§ **Tâche à réaliser**
Poursuivez, à la suite de sa dernière phrase, le commentaire ci-dessous consacré à l'absence d'originalité de photographies de concert.

Pas d’originalité pour des photographies de concert
La solution n’est en elle-même guère… originale, mais cet arrêt de la Cour d’appel de Colmar du 11 mai 2020 mérite l’attention par son application rigoureuse des critères classiques de l’originalité en matière photographique.
L’affaire opposait une chanteuse et son nouveau producteur, d’une part, à son ancien producteur, d’autre part. Le producteur évincé reprochait notamment à son successeur l’utilisation de photographies représentant la chanteuse et sur lesquelles il prétendait détenir des droits d’auteur.
Les photographies en cause étaient à la fois des photographies prises lors de concert de la chanteuse et des captures tirées d’un clip vidéo. Pour revendiquer des droits d’auteur sur ces images, le producteur évoquait divers éléments, comme le fait qu’il était à l’origine de la diffusion des photographies sur la page Facebook de l’artiste et qu’il bénéficiait par ailleurs d’un contrat de cession de droits.

§ **Informations affichées**
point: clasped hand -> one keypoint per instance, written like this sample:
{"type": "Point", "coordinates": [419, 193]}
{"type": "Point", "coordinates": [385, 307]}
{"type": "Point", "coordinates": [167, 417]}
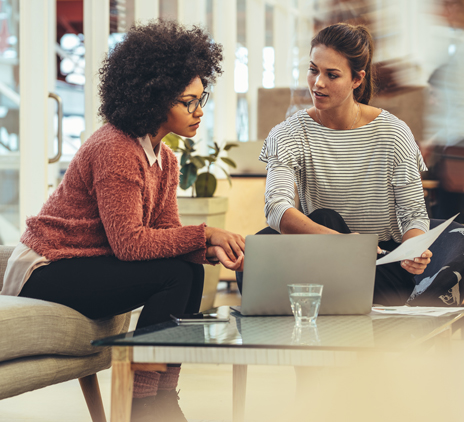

§ **Réponse**
Toutefois, les juges ont opéré une distinction :
s’agissant des clichés tirés du clip, l’arrêt considère que les images « doivent être considérées comme originales car issues de cette oeuvre, qui est elle-même originale du fait des choix artistiques opérés lors du tournage » ; la motivation apparaît ici un brin légère car il n’est pas justifié desdits « choix artistiques » mis en oeuvre lors de la réalisation du clip. D’ailleurs, en jetant un oeil à l’oeuvre en question, on peut légitimement rester dubitatif ;
s’agissant des photographies de concert, l’originalité fait défaut car le producteur évincé « ne s’explique pas sur les parti-pris esthétiques qui auraient conduit à la réalisation de chacune de ces images. (…) Prises à divers moment du concert de l’artiste, elles auraient pu l’être par n’importe quel spectateur. »
À cet égard, il est vrai que la démonstration de l’originalité d’une photographie suppose notamment que celui qui revendique des droits d’auteur puisse justifier des choix personnels de l’auteur des clichés.
En l’espèce, il semble que le producteur invoquait seulement des « cadrages » et « réglages de saturation », ce qui n’est guère suffisant puisqu’il s’agit de simple considérations techniques.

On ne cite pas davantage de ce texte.